Dataset extract: Begin
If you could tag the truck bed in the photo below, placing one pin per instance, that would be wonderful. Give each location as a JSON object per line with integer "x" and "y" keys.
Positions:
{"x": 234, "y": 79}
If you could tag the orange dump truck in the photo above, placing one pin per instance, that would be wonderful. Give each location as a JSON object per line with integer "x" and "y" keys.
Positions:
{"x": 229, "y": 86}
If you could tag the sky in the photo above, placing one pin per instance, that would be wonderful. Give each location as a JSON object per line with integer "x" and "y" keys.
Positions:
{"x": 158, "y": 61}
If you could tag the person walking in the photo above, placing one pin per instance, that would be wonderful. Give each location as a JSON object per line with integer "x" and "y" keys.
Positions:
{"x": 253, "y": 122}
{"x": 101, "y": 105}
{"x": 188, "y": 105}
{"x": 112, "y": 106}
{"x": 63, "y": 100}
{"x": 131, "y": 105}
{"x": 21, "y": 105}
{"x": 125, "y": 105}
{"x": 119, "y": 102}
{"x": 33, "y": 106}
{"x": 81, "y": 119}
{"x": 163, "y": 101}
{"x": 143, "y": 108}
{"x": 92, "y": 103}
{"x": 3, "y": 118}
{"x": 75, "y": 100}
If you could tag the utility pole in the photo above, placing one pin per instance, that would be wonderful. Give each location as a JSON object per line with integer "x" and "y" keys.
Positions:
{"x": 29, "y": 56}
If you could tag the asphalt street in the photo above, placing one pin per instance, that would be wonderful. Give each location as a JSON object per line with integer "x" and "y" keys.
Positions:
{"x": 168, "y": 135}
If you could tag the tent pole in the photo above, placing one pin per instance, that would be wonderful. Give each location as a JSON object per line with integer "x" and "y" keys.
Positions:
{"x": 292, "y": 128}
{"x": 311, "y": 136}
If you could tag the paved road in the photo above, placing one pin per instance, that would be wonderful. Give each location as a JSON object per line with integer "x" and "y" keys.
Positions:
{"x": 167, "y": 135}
Dataset extract: End
▶ [Work task] A copy of each line above that holds the word "pole" is the expected answer.

▶ [Answer to this task]
If you could tag the utility pole in the photo above, placing one pin per instance, that would be wonderful. Give each location as a JSON object per line with integer "x" and "y" keys.
If you could tag the tent pole in the photo above, placing one pin per instance, that would be wonderful. Give each location as a JSON object per line with integer "x" and "y" keys.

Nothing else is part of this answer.